** BEGIN Selected passage **

A state Senate committee on ethics will convene this month to investigate an allegation that the former dean of the University agriculture college paid $12,500 to a state senator for directing money to the school.
The hearing was called after Sen. Dallas Sams, DFL-Staples, wrote a letter to ethics committee chairwoman Sen. Ember Reichgott Junge, DFL-New Hope, asking for an investigation to exonerate his name.
“I would like to take this opportunity to fully clear my name in the eyes of my colleagues and the public,” Sams wrote in the letter. The Senate Ethical Conduct Subcommittee will meet publicly on the matter at the Capitol building in St. Paul on Dec. 16.
The controversy became public in late November after a non-partisan legislative watchdog group, Citizens for Fiscal Responsibility, made allegations condemning Sams and demanded he return the money.
The group alleges Mike Martin, former dean of the College of Agricultural, Food and Environmental Sciences, funneled $12,500 to Sams through a business contract after the legislator authored a state bill that earmarked $1 million for the college.
Neither Sams nor Martin could be reached for comment.
In October 1998, about six months after Sams’ bill was approved, Martin wrote a contract to pay Sams $12,500 for consulting services. But the contract was never executed, the watchdog group alleges, because of a fear of public outcry.

** END Selected passage **

Goals.
**a.** Can you return every line in the records below that contains the string "item"?
**b.** Could you extend the article above about the Senate ethics inquiry, continuing from its last sentence?

** BEGIN Exercise material **

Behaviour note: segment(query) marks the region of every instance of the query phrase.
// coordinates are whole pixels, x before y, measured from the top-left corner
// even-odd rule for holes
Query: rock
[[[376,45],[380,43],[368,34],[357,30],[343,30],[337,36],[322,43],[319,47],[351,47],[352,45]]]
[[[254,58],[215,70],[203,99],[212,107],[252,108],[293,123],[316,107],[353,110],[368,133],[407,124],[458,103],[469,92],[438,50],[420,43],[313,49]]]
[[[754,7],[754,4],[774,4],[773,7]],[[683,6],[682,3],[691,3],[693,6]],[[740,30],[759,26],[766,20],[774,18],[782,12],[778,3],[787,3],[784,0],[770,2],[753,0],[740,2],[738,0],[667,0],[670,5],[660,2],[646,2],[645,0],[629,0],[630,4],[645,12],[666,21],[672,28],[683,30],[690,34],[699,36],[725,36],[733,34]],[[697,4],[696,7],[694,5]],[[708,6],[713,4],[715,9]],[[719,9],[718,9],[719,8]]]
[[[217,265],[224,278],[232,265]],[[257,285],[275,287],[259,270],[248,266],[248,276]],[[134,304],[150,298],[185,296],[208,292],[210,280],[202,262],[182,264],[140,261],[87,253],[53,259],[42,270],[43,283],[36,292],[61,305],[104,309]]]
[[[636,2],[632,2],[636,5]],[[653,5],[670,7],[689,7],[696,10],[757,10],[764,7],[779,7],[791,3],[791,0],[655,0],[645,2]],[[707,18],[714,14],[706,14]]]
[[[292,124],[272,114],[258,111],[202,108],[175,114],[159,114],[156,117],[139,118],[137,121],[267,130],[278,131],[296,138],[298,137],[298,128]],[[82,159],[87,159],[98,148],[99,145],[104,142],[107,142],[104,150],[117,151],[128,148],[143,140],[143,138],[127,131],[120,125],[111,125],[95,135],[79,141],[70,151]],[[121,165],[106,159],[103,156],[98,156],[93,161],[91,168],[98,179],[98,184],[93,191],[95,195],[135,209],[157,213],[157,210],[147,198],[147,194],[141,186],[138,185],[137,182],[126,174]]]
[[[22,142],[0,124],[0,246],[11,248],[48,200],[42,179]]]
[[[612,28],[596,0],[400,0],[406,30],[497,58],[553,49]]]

** END Exercise material **
** BEGIN Exercise material **

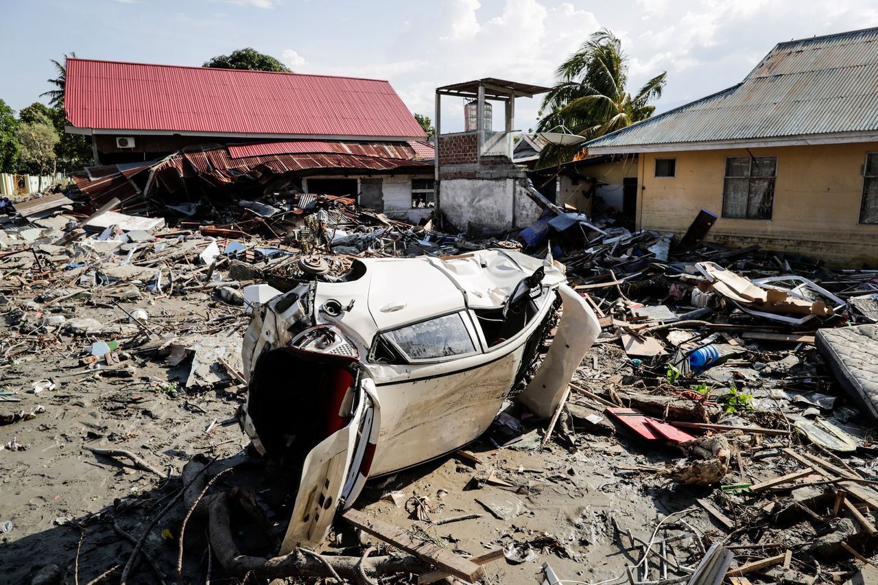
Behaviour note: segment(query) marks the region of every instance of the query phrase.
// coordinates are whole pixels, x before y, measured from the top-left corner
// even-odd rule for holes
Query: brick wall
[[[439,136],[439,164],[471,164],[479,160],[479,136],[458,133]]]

** END Exercise material **
** BEGIN Exercise material **

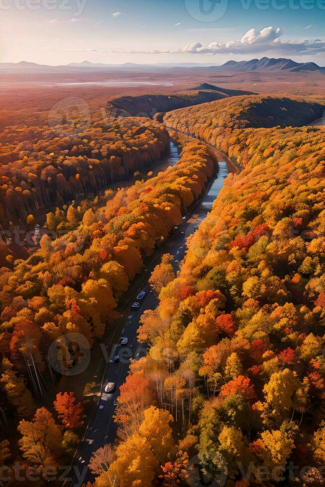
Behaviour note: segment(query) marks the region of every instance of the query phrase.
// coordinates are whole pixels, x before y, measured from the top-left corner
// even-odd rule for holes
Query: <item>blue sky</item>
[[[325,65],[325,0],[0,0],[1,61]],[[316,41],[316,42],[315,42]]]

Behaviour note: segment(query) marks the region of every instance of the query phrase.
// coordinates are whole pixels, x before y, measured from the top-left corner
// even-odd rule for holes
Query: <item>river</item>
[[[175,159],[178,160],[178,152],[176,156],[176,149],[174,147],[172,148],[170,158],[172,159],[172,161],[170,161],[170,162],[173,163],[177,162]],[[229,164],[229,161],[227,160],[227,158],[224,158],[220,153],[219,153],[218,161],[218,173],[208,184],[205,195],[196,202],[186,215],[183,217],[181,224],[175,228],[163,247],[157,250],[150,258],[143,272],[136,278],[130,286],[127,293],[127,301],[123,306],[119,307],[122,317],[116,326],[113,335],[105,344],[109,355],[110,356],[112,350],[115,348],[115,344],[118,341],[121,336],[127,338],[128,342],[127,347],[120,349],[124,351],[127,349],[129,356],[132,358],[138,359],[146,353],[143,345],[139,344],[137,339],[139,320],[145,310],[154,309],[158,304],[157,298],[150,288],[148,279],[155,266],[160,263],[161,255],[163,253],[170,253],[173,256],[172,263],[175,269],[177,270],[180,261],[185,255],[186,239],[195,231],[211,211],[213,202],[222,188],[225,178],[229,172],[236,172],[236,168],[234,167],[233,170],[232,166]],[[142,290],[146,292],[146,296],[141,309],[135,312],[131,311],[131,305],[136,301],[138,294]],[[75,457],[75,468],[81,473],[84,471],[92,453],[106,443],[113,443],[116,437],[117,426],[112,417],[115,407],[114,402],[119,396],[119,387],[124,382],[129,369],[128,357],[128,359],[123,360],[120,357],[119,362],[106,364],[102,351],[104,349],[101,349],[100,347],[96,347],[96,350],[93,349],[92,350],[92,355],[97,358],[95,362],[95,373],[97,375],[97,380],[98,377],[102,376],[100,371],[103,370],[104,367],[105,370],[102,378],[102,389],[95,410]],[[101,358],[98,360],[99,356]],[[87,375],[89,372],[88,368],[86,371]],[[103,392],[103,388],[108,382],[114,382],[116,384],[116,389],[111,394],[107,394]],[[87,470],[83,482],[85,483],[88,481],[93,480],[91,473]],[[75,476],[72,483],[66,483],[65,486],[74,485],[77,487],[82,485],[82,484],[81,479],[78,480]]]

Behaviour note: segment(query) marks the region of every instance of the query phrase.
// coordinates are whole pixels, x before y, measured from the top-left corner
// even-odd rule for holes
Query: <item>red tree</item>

** END Exercise material **

Results of the exercise.
**a.**
Query: <item>blue sky</item>
Query: <item>river</item>
Query: <item>red tree</item>

**b.**
Then in February 1998, Martin contracted to buy $13,500 in CD-ROM training materials from a St. Paul business, Media Integrated Training Services.
But four months earlier, the business’ owner, Thomas Powell, contracted with Sams for consulting work on the CD-ROMs at a rate of $400 per day; Sams eventually received $12,500 from the company.
A review of the matter conducted by the University’s Office of the General Counsel in October found that Martin committed no legal wrongdoing. The report did, however, criticize the contract as not conforming to “good business practices.”
The report found that the CD-ROMs could have been bought “off the shelf” for $1,000. It also said Martin regretted the indirect contract with Sams, and if he could do it all again, he would have contracted directly with the senator.